Write the records out once more, exactly as they appear below.
Start of EXERCISE MATERIAL
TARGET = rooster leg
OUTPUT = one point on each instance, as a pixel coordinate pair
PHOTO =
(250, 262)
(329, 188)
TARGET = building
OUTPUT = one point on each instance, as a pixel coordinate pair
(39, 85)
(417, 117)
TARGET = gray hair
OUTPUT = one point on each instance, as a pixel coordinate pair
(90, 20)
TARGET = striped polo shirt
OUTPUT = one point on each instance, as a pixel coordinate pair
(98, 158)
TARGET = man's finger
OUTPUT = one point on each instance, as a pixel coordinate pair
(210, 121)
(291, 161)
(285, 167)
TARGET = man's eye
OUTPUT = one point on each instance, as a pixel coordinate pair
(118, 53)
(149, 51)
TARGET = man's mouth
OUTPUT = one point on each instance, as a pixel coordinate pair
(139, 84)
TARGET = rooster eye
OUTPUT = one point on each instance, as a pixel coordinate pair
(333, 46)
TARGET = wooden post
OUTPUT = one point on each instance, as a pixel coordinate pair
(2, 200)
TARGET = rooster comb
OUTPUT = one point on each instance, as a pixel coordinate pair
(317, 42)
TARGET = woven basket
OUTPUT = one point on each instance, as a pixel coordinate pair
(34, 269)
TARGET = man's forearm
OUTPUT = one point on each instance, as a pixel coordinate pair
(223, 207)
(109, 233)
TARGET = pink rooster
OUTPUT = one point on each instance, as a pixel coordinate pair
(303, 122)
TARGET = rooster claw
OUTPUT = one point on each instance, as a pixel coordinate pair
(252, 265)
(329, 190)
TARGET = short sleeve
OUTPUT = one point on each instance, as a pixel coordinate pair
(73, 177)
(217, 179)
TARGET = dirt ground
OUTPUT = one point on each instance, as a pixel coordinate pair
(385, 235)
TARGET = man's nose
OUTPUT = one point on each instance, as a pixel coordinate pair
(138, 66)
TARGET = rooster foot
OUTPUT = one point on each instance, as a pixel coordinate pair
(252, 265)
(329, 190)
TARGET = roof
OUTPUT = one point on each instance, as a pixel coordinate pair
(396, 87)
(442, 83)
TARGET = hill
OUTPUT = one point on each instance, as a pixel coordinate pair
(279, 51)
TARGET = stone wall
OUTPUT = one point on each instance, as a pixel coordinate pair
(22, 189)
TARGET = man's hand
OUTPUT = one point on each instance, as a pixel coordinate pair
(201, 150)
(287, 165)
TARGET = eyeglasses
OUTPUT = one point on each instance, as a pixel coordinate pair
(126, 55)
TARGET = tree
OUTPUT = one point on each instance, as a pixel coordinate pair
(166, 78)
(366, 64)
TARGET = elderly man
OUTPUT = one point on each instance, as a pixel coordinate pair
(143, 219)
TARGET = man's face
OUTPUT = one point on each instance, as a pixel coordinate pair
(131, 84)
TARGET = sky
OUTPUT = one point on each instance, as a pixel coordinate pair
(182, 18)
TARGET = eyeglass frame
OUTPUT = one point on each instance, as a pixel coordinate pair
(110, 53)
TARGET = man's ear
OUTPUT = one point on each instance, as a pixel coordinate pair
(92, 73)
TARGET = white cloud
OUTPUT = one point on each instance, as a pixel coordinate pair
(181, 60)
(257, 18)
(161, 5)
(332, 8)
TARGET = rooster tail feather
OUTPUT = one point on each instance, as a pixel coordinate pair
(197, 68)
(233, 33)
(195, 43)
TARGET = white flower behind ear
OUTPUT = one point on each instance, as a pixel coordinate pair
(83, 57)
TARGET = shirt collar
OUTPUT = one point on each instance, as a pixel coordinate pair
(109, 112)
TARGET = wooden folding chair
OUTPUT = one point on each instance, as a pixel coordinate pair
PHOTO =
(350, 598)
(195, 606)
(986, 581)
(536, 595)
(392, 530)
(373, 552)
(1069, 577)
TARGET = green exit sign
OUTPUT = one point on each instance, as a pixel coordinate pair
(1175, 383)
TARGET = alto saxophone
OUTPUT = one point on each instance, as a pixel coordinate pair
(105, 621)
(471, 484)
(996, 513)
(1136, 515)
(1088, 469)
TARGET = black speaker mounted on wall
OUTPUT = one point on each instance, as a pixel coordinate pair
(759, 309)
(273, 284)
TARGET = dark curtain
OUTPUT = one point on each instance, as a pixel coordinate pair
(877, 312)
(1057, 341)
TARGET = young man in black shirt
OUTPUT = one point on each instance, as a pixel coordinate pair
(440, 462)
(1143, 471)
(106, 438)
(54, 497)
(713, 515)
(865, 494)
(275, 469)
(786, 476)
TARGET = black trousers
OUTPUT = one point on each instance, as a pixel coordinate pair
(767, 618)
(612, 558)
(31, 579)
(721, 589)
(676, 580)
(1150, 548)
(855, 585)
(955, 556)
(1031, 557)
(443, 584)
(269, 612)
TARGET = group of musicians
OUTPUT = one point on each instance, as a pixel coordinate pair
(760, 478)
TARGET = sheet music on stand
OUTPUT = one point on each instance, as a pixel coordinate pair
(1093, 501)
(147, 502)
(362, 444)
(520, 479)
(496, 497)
End of EXERCISE MATERIAL
[ANSWER BOX]
TARGET = rooster leg
OUTPUT = one point on each instance, as a pixel coordinate pair
PHOTO =
(250, 262)
(329, 188)
TARGET = building
OUTPUT = one point on each instance, as a pixel coordinate pair
(39, 85)
(417, 117)
TARGET = gray hair
OUTPUT = one point on each instance, as a pixel coordinate pair
(90, 20)
TARGET = striped polo shirt
OUTPUT = one point on each instance, as a pixel coordinate pair
(98, 158)
TARGET = man's finger
OUTPUT = one point on each instance, as a pixel coordinate pair
(210, 121)
(291, 161)
(285, 167)
TARGET = man's eye
OUTPUT = one point on each instance, as a pixel coordinate pair
(118, 53)
(149, 51)
TARGET = man's mouth
OUTPUT = one point on each instance, as a pixel coordinate pair
(139, 84)
TARGET = rooster eye
OUTPUT = one point on each instance, as a pixel coordinate pair
(333, 46)
TARGET = wooden post
OUTPUT = one point on each instance, as a pixel coordinate pair
(2, 200)
TARGET = rooster comb
OUTPUT = one point on each instance, as a pixel coordinate pair
(317, 42)
TARGET = woven basket
OUTPUT = one point on each instance, as a pixel coordinate pair
(34, 269)
TARGET = man's forearm
OUTPUT = one point on each instance, as a pixel coordinate pair
(223, 207)
(109, 233)
TARGET = pink rooster
OUTPUT = one point on each instance, as a pixel coordinate pair
(303, 122)
TARGET = rooster claw
OUTPUT = one point on each instance, as a pixel coordinate pair
(252, 265)
(329, 190)
TARGET = short sleeve
OUTPUT = one point on each instance, as a pixel coordinate pair
(73, 177)
(217, 179)
TARGET = dirt ground
OUTPUT = one point on each instance, as a pixel coordinate pair
(385, 235)
TARGET = man's nose
OUTPUT = one point on each instance, as a pixel coordinate pair
(138, 66)
TARGET = rooster foot
OUTPUT = one point on each instance, as a pixel coordinate pair
(252, 265)
(329, 190)
TARGET = roof
OUTPUT = one point on each instance, as a pixel coordinate pair
(396, 87)
(442, 83)
TARGET = hill
OUTPUT = one point on each instance, as a pixel coordinate pair
(279, 51)
TARGET = stone wall
OUTPUT = one point on each instance, as a pixel coordinate pair
(22, 189)
TARGET = man's hand
OUTPUT = one point on each instance, as a pixel coordinate pair
(201, 150)
(287, 165)
TARGET = eyeglasses
OUTPUT = one point on each instance, as a pixel coordinate pair
(126, 55)
TARGET = tree
OUTPUT = one point on each instance, as a pixel coordinate pair
(166, 78)
(366, 64)
TARGET = elderly man
OUTPUT = one point on each instance, as a pixel coordinate pair
(143, 219)
TARGET = man's face
OUTPUT = one point on each instance, as a pixel coordinate pair
(131, 84)
TARGET = sky
OUTPUT = one point on each instance, as a pixel coordinate pair
(182, 18)
TARGET = eyeglass frame
OUTPUT = one point on each instance, as a pixel coordinate pair
(110, 53)
TARGET = man's ear
OUTPUT = one point on each instance, as a pixel coordinate pair
(92, 73)
TARGET = white cloud
OUTPUT = one point on each instance, as a pixel coordinate pair
(181, 60)
(257, 18)
(161, 5)
(332, 8)
TARGET = rooster tail feather
OUTPUT = one point on each instance, as a pixel coordinate pair
(197, 68)
(233, 33)
(195, 43)
TARGET = white flower behind ear
OUTPUT = one point on each instance, as a pixel coordinate pair
(83, 57)
TARGET = shirt collar
OUTPUT = one point on each instance, as a pixel coordinate pair
(109, 112)
TARGET = wooden folding chair
OUTPUT = one point on each instance, as a pixel coordinate pair
PHOTO =
(350, 598)
(195, 606)
(986, 581)
(536, 595)
(392, 530)
(373, 552)
(1069, 577)
TARGET = green exit sign
OUTPUT = one point on each instance, as a pixel coordinate pair
(1175, 383)
TARGET = alto saxophone
OUTPUT = one point on each instance, as a pixel coordinate pair
(105, 621)
(471, 484)
(996, 513)
(1136, 515)
(1088, 469)
TARGET = black speaker mounted on wall
OUTPUT = one point on each instance, as a pixel coordinate pair
(759, 309)
(273, 284)
TARGET = dark curtain
OUTPUT = one point on each instance, as a pixel coordinate pair
(877, 312)
(1057, 341)
TARGET = young man in black shirt
OUTPUT = one point on each instance, as a pixel coordinate pair
(440, 462)
(1143, 471)
(106, 438)
(54, 497)
(713, 515)
(865, 494)
(275, 469)
(786, 476)
TARGET = black trousers
OUTPUT = one point on each instance, as a pixel coordinate pair
(767, 618)
(612, 558)
(31, 579)
(721, 589)
(676, 580)
(1150, 548)
(855, 585)
(955, 556)
(1031, 557)
(443, 584)
(269, 612)
TARGET = group of musicians
OUTPUT = one point on each instance, as a pixel coordinate pair
(760, 478)
TARGET = sheet music on stand
OUTPUT = one point on each instance, as a pixel coordinate pair
(1093, 501)
(147, 502)
(362, 444)
(520, 479)
(496, 497)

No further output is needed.